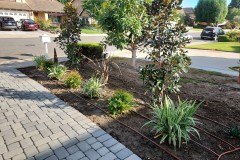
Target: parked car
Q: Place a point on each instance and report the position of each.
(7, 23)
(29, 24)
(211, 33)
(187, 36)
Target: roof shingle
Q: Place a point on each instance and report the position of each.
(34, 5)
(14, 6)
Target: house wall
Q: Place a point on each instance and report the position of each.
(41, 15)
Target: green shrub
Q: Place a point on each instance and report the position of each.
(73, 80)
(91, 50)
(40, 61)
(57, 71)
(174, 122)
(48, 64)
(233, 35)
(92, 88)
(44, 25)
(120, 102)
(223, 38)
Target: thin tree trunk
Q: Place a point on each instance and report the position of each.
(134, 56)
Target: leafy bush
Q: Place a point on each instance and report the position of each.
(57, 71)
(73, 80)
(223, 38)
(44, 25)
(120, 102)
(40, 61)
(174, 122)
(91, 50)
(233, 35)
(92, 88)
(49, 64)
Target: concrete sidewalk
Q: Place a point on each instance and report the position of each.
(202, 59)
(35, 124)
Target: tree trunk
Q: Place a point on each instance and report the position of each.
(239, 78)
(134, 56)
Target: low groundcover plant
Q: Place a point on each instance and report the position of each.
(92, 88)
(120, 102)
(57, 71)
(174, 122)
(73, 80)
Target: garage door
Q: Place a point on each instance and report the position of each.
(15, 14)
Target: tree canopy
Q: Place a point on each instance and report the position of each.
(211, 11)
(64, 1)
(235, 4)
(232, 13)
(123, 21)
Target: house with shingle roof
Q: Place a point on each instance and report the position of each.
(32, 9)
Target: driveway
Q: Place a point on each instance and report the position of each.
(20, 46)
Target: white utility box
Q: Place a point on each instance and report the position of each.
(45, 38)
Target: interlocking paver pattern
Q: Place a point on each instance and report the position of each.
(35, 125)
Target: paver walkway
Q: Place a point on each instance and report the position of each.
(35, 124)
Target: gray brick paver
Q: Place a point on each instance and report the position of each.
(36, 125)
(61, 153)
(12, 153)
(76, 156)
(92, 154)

----------------

WHAT IS REQUIRED:
Give only the number of lines in the data that hold the string "paver".

WRITTEN ANSWER:
3